=== Aim ===
Pick out every line in the items below that contains the word "slash" and copy each such line. The match is case-sensitive.

=== Raw data ===
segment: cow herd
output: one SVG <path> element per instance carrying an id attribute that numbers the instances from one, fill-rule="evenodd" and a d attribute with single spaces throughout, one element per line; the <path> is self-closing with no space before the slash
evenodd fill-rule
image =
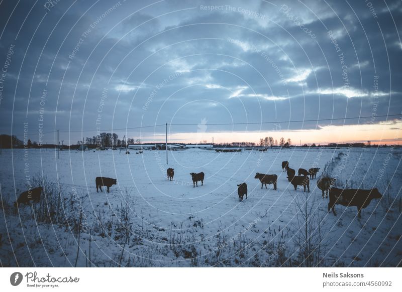
<path id="1" fill-rule="evenodd" d="M 297 172 L 298 175 L 296 176 L 295 171 L 289 167 L 289 162 L 283 161 L 282 163 L 282 171 L 286 170 L 287 175 L 286 178 L 290 184 L 294 187 L 295 191 L 296 190 L 297 186 L 301 186 L 303 187 L 304 192 L 306 191 L 307 188 L 307 191 L 310 192 L 310 180 L 316 178 L 320 169 L 312 168 L 308 171 L 306 169 L 299 168 Z M 172 181 L 174 176 L 174 169 L 167 169 L 166 174 L 167 175 L 167 180 Z M 193 188 L 195 188 L 196 186 L 198 187 L 198 182 L 201 182 L 202 186 L 204 185 L 204 173 L 191 173 L 190 175 L 191 176 Z M 276 175 L 257 173 L 255 174 L 254 178 L 259 180 L 261 182 L 261 189 L 264 185 L 266 189 L 267 184 L 273 184 L 273 190 L 276 190 L 276 184 L 278 180 L 278 176 Z M 371 190 L 338 189 L 333 187 L 336 181 L 336 178 L 327 177 L 322 177 L 317 181 L 317 187 L 322 191 L 323 199 L 328 198 L 329 194 L 328 212 L 330 212 L 332 210 L 335 216 L 336 216 L 335 206 L 339 204 L 346 207 L 357 207 L 358 216 L 361 218 L 361 212 L 362 209 L 364 209 L 368 206 L 372 199 L 380 199 L 382 197 L 376 188 Z M 95 179 L 95 183 L 96 186 L 96 192 L 98 192 L 98 188 L 100 189 L 101 192 L 103 192 L 102 187 L 105 186 L 107 188 L 109 193 L 110 187 L 112 185 L 117 184 L 117 180 L 110 178 L 97 177 Z M 247 198 L 247 185 L 246 183 L 243 183 L 237 185 L 237 187 L 239 201 L 242 202 L 245 195 L 246 199 Z M 15 206 L 16 208 L 18 208 L 21 204 L 28 205 L 31 201 L 39 202 L 42 191 L 42 188 L 39 187 L 22 193 L 17 202 L 14 203 Z"/>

=== Solution ===
output: one SVG <path> element per instance carrying an id attribute that numbers the instances from one, fill-rule="evenodd" and a d attribute with single spaces throughout, one element per line; the <path> is self-closing with no space before the slash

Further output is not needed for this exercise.